● Exercise description
Pull out each line of the material below that contains the string "sink" and copy it in full.
## Start Material shown
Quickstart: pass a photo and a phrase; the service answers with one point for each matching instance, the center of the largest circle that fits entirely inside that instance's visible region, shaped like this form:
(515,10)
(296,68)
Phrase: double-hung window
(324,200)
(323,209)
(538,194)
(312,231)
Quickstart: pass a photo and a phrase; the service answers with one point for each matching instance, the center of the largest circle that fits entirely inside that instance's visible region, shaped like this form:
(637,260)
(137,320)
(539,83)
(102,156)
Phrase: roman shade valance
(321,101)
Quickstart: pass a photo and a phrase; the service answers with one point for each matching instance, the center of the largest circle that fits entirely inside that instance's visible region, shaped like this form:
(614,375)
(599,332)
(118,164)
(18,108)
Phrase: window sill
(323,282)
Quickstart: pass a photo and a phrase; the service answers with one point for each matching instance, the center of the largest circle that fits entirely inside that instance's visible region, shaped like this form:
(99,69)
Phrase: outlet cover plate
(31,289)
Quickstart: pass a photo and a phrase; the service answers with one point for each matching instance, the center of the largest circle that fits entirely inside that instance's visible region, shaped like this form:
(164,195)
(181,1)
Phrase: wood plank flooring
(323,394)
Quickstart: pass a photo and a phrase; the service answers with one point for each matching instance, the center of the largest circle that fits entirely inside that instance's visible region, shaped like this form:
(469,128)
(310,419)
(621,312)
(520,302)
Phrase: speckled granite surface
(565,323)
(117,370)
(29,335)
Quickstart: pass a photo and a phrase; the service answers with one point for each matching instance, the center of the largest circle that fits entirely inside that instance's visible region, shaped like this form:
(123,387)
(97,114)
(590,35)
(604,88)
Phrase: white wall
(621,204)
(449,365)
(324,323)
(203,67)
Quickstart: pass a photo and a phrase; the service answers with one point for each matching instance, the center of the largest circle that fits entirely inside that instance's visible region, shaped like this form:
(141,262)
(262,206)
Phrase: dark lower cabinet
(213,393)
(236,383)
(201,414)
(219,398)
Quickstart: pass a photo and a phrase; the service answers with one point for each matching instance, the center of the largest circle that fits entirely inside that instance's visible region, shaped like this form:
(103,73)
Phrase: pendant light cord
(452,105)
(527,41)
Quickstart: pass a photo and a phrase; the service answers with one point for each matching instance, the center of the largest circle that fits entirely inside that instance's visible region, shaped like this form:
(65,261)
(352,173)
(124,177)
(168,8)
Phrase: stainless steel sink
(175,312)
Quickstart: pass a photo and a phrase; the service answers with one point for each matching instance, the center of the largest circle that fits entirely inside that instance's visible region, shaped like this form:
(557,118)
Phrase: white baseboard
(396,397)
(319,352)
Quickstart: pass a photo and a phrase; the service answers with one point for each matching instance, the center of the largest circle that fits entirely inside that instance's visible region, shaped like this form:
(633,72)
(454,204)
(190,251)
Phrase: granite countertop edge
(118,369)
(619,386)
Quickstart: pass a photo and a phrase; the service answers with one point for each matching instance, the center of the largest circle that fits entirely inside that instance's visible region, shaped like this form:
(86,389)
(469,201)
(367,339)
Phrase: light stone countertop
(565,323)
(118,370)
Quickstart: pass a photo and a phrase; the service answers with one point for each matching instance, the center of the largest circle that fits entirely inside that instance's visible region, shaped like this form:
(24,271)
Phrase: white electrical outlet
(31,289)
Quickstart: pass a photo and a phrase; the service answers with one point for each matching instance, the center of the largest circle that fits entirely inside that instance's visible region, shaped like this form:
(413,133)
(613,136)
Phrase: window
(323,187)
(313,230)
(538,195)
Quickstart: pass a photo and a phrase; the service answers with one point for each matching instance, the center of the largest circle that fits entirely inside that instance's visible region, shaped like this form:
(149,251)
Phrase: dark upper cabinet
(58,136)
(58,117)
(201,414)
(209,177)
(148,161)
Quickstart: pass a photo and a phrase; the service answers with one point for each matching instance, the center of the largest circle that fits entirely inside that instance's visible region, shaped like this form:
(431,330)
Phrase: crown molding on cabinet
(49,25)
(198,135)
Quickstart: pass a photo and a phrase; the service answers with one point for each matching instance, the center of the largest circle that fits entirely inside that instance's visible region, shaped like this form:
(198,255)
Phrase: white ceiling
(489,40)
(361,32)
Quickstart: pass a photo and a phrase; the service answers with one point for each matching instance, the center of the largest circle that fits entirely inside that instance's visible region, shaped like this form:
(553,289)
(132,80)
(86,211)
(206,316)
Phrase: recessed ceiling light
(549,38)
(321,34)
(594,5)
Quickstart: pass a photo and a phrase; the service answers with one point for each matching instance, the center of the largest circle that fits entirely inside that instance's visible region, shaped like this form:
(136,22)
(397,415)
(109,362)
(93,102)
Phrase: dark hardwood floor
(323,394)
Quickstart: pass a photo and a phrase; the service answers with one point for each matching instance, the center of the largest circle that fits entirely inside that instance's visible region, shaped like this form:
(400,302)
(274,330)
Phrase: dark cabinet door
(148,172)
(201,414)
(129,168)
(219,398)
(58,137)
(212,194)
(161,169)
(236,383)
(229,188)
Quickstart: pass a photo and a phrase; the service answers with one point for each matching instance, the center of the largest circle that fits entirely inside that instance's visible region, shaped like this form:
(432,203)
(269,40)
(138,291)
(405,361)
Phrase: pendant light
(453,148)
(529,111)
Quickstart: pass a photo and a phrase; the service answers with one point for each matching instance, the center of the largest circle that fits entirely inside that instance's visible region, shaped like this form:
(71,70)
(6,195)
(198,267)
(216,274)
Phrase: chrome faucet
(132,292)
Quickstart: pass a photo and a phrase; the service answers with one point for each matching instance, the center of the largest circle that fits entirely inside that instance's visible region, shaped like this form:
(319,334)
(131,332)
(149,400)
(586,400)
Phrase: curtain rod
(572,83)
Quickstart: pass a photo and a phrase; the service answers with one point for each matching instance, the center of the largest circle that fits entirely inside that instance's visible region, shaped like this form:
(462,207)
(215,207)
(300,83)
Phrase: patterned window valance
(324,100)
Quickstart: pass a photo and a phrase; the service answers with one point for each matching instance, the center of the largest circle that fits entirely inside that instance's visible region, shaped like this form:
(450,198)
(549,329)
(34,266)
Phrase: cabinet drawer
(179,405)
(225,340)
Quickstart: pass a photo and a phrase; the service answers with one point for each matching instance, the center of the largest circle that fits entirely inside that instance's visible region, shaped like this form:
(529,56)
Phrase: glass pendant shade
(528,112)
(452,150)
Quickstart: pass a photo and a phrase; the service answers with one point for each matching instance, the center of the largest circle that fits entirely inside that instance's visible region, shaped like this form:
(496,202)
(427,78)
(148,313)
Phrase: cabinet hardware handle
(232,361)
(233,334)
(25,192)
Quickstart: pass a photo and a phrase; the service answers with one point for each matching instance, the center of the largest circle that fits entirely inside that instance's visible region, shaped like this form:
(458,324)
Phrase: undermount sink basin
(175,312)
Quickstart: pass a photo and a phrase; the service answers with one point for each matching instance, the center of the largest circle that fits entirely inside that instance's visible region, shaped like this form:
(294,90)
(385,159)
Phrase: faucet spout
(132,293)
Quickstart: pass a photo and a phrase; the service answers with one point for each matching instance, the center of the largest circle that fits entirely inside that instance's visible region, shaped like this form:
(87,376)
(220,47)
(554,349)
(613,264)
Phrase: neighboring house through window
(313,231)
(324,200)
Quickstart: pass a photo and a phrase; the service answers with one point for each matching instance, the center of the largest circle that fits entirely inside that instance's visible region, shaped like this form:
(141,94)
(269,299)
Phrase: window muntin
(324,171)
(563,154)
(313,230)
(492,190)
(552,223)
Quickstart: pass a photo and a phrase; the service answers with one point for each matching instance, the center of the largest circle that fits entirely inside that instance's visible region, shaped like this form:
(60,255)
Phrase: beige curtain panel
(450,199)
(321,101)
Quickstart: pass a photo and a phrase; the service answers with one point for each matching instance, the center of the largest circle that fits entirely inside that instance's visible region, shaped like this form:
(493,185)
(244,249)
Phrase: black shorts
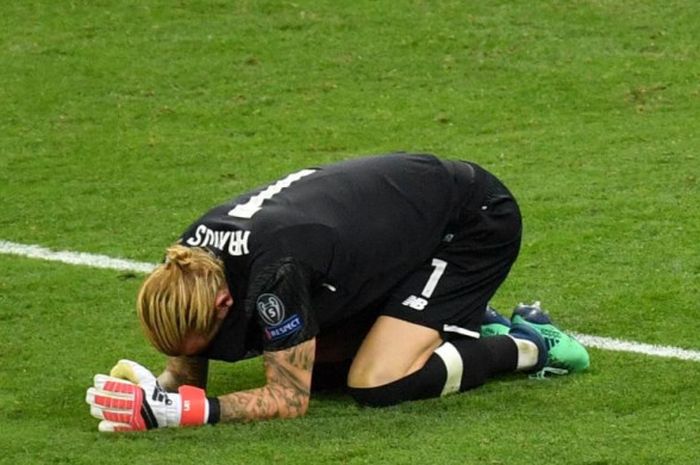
## End Material shown
● Written response
Phrase: stainless steel sink
Phrase: undermount sink basin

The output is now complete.